=== AIM ===
Write out every record below exactly as it appears.

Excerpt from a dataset

============

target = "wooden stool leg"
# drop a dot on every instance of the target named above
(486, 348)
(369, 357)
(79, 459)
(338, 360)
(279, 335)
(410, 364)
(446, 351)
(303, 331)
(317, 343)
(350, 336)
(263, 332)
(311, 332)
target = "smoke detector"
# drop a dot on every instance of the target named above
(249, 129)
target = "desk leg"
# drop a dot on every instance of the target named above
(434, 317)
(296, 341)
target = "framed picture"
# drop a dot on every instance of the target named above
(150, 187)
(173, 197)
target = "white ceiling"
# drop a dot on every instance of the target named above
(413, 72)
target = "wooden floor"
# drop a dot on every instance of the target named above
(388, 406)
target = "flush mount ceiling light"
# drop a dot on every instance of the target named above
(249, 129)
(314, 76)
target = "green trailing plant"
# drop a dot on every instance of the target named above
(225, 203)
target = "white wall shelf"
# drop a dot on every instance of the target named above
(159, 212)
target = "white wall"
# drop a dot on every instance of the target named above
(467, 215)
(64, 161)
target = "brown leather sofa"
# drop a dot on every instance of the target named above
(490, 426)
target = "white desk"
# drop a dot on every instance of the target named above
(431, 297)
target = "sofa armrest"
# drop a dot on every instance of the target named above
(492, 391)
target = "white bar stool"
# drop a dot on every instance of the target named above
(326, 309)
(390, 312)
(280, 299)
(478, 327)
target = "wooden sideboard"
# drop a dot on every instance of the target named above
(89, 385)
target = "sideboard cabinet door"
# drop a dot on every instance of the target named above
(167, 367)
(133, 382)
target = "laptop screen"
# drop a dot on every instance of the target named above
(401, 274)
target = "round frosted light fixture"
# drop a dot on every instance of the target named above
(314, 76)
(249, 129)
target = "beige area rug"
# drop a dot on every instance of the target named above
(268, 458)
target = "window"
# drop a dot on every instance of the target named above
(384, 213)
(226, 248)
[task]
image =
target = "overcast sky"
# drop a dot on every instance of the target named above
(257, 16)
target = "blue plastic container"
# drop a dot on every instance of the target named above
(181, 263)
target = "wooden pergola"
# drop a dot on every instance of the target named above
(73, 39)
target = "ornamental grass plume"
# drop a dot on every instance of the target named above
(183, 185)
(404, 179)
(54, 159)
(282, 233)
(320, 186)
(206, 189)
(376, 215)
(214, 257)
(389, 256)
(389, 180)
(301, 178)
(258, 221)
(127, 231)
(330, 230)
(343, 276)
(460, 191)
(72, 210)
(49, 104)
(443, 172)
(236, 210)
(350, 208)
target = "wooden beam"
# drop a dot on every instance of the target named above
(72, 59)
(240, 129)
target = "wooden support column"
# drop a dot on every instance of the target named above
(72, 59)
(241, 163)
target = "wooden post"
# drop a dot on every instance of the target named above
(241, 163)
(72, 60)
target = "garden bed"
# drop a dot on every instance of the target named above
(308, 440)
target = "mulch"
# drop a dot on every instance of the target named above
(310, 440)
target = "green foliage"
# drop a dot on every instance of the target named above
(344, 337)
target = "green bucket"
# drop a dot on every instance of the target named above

============

=== COMPLETE ANSWER ===
target = "wooden stool leg"
# drop a dot on every instance of the target named above
(486, 348)
(369, 357)
(79, 459)
(338, 360)
(279, 335)
(410, 364)
(446, 351)
(303, 331)
(317, 343)
(350, 336)
(263, 332)
(311, 332)
target = "smoke detector"
# drop a dot on every instance of the target named above
(249, 129)
target = "desk leg"
# drop a dot on every instance of the target named above
(434, 317)
(296, 341)
target = "framed picture"
# drop a dot on every instance of the target named above
(150, 187)
(173, 197)
target = "white ceiling"
# drop a dot on every instance of the target named above
(413, 72)
target = "wooden floor"
# drop a dot on every instance of the target named above
(388, 406)
target = "flush mount ceiling light"
# drop a dot on every instance of the target named above
(249, 129)
(314, 76)
target = "green trailing plant"
# drop a dot on every instance of the target named above
(225, 203)
target = "white wall shelf"
# drop a dot on every instance of the target named above
(159, 212)
target = "white wall"
# drop a dot on every instance of the target named above
(467, 215)
(64, 161)
target = "brown leather sofa"
# drop a dot on every instance of the target named above
(490, 426)
target = "white desk"
# drop a dot on every instance of the target named above
(431, 297)
target = "sofa armrest"
# drop a dot on every instance of the target named above
(492, 391)
target = "white bar stool"
# drop a dot on every instance of the target named above
(326, 309)
(390, 312)
(280, 299)
(478, 327)
target = "wooden sideboard"
# drop a dot on every instance of the target named above
(89, 385)
target = "sideboard cabinet door"
# drop a dot on every instance of the target named above
(167, 367)
(133, 382)
target = "laptop screen"
# drop a dot on every instance of the target named above
(401, 274)
target = "round frosted light fixture"
# drop a dot on every instance of the target named above
(314, 76)
(249, 129)
target = "beige area rug"
# drop a dot on every instance of the target named above
(268, 458)
target = "window"
# drop a dot on every instance of the target named above
(384, 213)
(226, 248)
[task]
image =
target = "overcast sky"
# drop a dot on every instance of the target named above
(257, 16)
target = "blue plastic container"
# drop a dot on every instance of the target named above
(181, 263)
target = "wooden pergola"
# drop a dot on every instance of the target named above
(73, 39)
target = "ornamental grass plume"
# drop a dot on every instance of the target named above
(183, 185)
(404, 179)
(54, 159)
(282, 233)
(320, 186)
(206, 189)
(376, 215)
(214, 257)
(389, 256)
(389, 180)
(301, 178)
(258, 221)
(127, 231)
(330, 230)
(343, 276)
(460, 191)
(72, 210)
(49, 104)
(443, 172)
(236, 210)
(350, 208)
target = "wooden beam"
# drop a dot on every instance of the target named above
(72, 59)
(240, 129)
target = "wooden support column"
# drop a dot on every instance of the target named above
(72, 59)
(241, 163)
target = "wooden post"
# drop a dot on every instance of the target named above
(241, 163)
(72, 60)
target = "garden bed"
# drop a dot on every instance of the target named above
(308, 440)
target = "mulch"
# drop a dot on every instance of the target named above
(310, 440)
target = "green foliage"
# drop a dot on every instance of the target named above
(344, 337)
target = "green bucket"
# drop a dot on every instance of the target named above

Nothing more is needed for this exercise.